# Fragmento proporcionado
La versión en inglés de El segundo sexo tiene más de setecientas páginas, la original muchas más (es consabido que la edición inglesa está abreviada). El libro es una magnífica obra de obsesión en gran escala: toda obsesión arrinconada una y otra vez. ("Pocas veces he leído libros que formen círculos concéntricos como éste —comentó Alfred Knopf—. Todo se repite tres o cuatro veces pero en distintas partes del texto".) Al mismo tiempo, el libro está escrito en un tono que toma extraordinaria distancia. La autora de El segundo sexo se empeña en poner distancia entre sí misma y el tema. Conoce la condición de que habla íntimamente, pero que no se equivoque el lector, no la comparte. Las mujeres —en esta obra escrita por una mujer brillante e indignada— claramente son "ellas" y no "nosotras".
El agravio, para De Beauvoir, era lo que consideraba la colaboración de las mujeres en su propio destino. Los negros se sometían, pero las mujeres habían acatado. Lo que le parecía intolerable era la complicidad. A lo largo de la historia se habían acomodado como gatos en la subordinación; más que relajarse, habían suscrito el acuerdo, participado en la conspiración, estúpidamente felices de permanecer como esclavas. Ella no podía participar. Todo eso le disgustaba. Tanto como a Doris Lessing, cuyo Cuaderno dorado —la otra obra importante sobre las mujeres escrita en la primera mitad del siglo— es un catálogo de resentimientos y odio a sí misma también presentado con una voz de airada burla que separa a la que escribe de aquellas de las que se escribe. (Al respecto, Mary Wollstonecraft, que escribió en 1796, también se indigna con aquellas cuyos derechos por tanto tiempo negados se ha propuesto reivindicar.)
Pero ¿de qué otra forma hubiera podido ser? Para las mujeres como Lessing y De Beauvoir, el gueto intelectual era los derechos de las mujeres. Ya es muy sorprendente que se dedicaran a esas explicaciones enciclopédicas de la condición de su propio sexo. Situar los materiales de la vida de una mujer en el centro de obras intelectuales serias y de gran sensibilidad era de por sí asombroso.

# Instrucciones de la tarea
Prosigue el texto sobre El segundo sexo a partir de su última oración.

# Datos extraídos
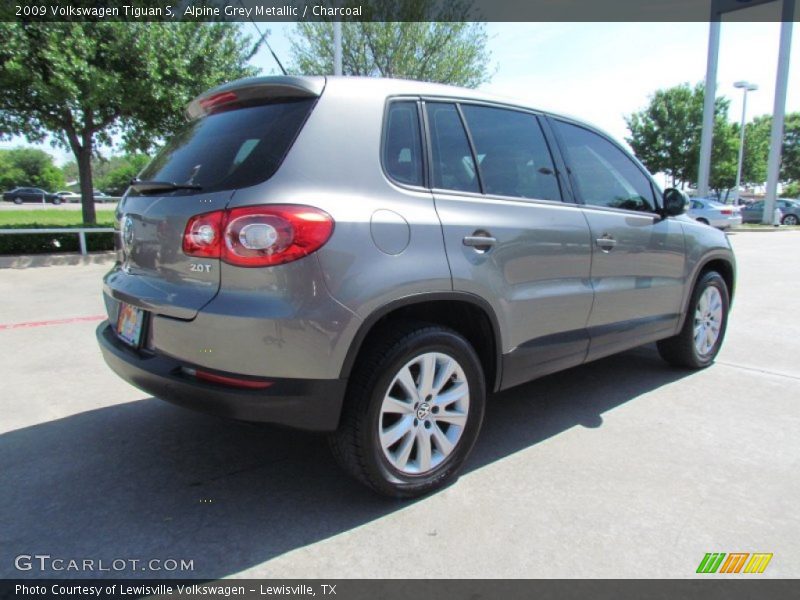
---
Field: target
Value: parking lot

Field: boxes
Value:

# El resultado
Pero es interesante e importante señalar que la única pensadora visionaria estadounidense de igual estatura intelectual que las europeas, Elizabeth Cady Stanton, escribiera de "nosotras" y no de "ellas" desde el primer instante en que llevó la pluma al papel —hasta convertirse "ellas" en "nosotras" no se forma un movimiento— y por eso el feminismo pertenece a los Estados Unidos. Por mucho que hayan detestado su condición de segunda, era imposible que las intelectuales europeas, desde Wollstonecraft hasta De Beauvoir, renunciaran a su abrumador deseo de aceptación en el mundo de los hombres (tal era la fuerza interiorizada de la cultura europea). Ese deseo —erótico por su capacidad de apremiar— las condenó en cuerpo y alma a una escisión de la voluntad que las lisiaba. Las visionarias estadounidenses, por otra parte, endurecieron su corazón ante la atracción romántica de la mundanidad, y erotizaron el feminismo (tal fuerza entrañaba la promesa democrática ultrajada). Los derechos de las mujeres se convirtieron en su única pasión. Esto permitió que estuvieran incomparablemente menos divididas en su búsqueda de igualdad, y que fueran sin comparación más revolucionarias. Así pues, aunque el feminismo hunde sus raíces intelectualmente en Europa, sólo en los Estados Unidos prende y se transforma en movimiento.
En 1947 comenzó la hoy famosa relación de De Beauvoir con Nelson Algren. Esa relación fue una revelación para ella. Con Algren, afirmó, el corazón, el alma y la carne eran uno y lo mismo. Sus sentidos palpitaban como nunca antes. Era la clase de sentimiento por el cual la mayoría de las personas "dejan todo" con gusto. Pero Simone de Beauvoir no era la mayoría de las personas.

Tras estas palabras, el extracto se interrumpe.